--- START OF Extracted entries ---

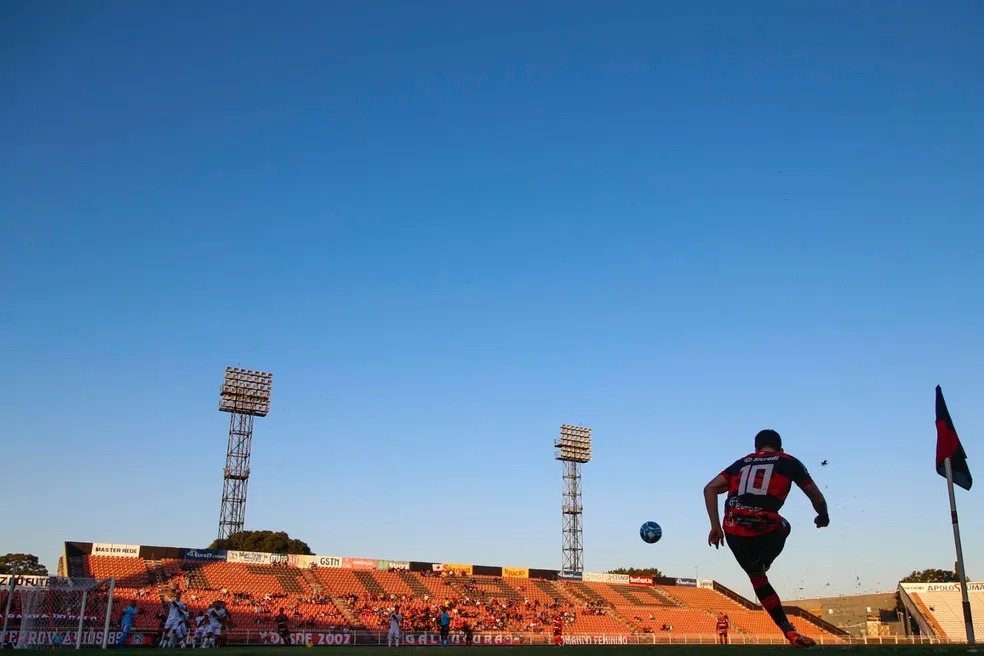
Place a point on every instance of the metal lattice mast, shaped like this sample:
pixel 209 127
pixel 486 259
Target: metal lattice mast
pixel 245 394
pixel 573 449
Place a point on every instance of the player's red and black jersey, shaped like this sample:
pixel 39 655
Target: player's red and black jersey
pixel 758 485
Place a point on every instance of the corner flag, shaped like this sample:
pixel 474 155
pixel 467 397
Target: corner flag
pixel 948 446
pixel 951 462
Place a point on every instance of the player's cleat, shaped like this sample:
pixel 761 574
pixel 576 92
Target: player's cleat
pixel 797 639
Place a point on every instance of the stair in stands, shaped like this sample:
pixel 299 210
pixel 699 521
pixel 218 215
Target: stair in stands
pixel 584 591
pixel 196 578
pixel 343 607
pixel 419 589
pixel 286 577
pixel 661 596
pixel 372 585
pixel 313 581
pixel 555 592
pixel 644 597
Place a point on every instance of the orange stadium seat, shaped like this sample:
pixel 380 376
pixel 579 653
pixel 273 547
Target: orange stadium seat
pixel 336 598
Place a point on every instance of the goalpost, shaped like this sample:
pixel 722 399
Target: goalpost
pixel 58 611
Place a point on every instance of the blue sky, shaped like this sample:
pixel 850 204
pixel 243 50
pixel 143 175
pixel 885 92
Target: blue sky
pixel 447 228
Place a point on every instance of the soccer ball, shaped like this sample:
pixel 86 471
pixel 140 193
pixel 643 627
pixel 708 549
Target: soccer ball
pixel 650 532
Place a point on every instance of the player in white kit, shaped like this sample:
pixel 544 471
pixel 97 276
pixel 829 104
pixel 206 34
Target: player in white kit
pixel 396 618
pixel 218 618
pixel 201 628
pixel 176 625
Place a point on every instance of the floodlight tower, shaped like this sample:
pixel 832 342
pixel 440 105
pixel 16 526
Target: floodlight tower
pixel 245 394
pixel 573 449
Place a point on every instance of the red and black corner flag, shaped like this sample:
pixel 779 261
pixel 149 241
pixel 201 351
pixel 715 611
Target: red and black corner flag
pixel 948 446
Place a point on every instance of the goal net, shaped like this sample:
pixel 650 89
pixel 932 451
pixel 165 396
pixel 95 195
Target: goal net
pixel 57 611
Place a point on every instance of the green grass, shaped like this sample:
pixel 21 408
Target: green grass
pixel 589 650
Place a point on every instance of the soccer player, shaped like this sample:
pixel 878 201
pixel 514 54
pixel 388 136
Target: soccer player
pixel 396 618
pixel 444 622
pixel 757 486
pixel 218 619
pixel 176 624
pixel 126 622
pixel 201 629
pixel 282 630
pixel 722 626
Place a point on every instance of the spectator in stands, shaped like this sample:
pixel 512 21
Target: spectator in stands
pixel 722 627
pixel 282 629
pixel 126 622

--- END OF Extracted entries ---

* [Request] Copy out all of the records above line for line, without changing anything, but leave out the pictures.

* [Solution for this task]
Place a point on every instance of the metal lattice mast, shaped like this sample:
pixel 209 127
pixel 486 259
Target: metal lattice mast
pixel 245 394
pixel 573 449
Place a point on every instance of the player's red and black jersey, shaped like this sample:
pixel 39 655
Target: player's red and black jersey
pixel 758 485
Place a point on every instance of the corner flag, shaped like this sample:
pixel 474 155
pixel 467 397
Target: corner flag
pixel 948 446
pixel 951 462
Place a point on every instance of the player's cleat, shaped like this sample:
pixel 761 574
pixel 576 92
Target: player's cleat
pixel 797 639
Place a point on every instance of the stair in stands, shaped like this sample:
pixel 299 210
pixel 699 521
pixel 218 215
Target: stair in stands
pixel 584 591
pixel 196 578
pixel 343 607
pixel 419 589
pixel 286 577
pixel 661 596
pixel 372 585
pixel 313 581
pixel 555 592
pixel 644 597
Place a point on every instance of the orange stadium seat, shaped like this sample:
pixel 380 376
pixel 579 653
pixel 273 547
Target: orange stadium seat
pixel 336 598
Place a point on every instance of the goalpost, shaped like this sample:
pixel 722 399
Target: goalpost
pixel 58 611
Place a point on every instance of the blue sky, shaped like this sample:
pixel 850 204
pixel 243 50
pixel 143 175
pixel 885 92
Target: blue sky
pixel 447 228
Place a point on every instance of the soccer ball, shaped like this sample:
pixel 86 471
pixel 140 193
pixel 643 627
pixel 708 549
Target: soccer ball
pixel 650 532
Place a point on every instance of the player in white kit, shaped like this sample:
pixel 544 471
pixel 97 276
pixel 829 104
pixel 206 34
Target: player in white kit
pixel 396 618
pixel 218 618
pixel 201 628
pixel 176 625
Place a point on every instance of the floodlight tower, shaped like this sample:
pixel 832 342
pixel 440 105
pixel 16 526
Target: floodlight tower
pixel 245 394
pixel 573 449
Place a point on every instance of the red and black corner flag, shaped like this sample:
pixel 779 261
pixel 149 241
pixel 201 351
pixel 715 611
Target: red and black corner flag
pixel 948 446
Place a point on every instance of the goal net, shaped like this sample:
pixel 650 89
pixel 932 451
pixel 165 396
pixel 95 195
Target: goal net
pixel 57 611
Place a point on every instance of the green grass, shaped like this sample:
pixel 21 408
Target: green grass
pixel 589 650
Place a point on every instance of the soccer player, shaped like this sample:
pixel 878 201
pixel 514 54
pixel 388 136
Target: soccer player
pixel 396 618
pixel 444 622
pixel 757 486
pixel 218 619
pixel 176 624
pixel 126 622
pixel 201 629
pixel 282 630
pixel 722 626
Place a point on every instance of the spectator in stands, shaped like this sample:
pixel 512 21
Target: spectator in stands
pixel 722 627
pixel 282 629
pixel 126 622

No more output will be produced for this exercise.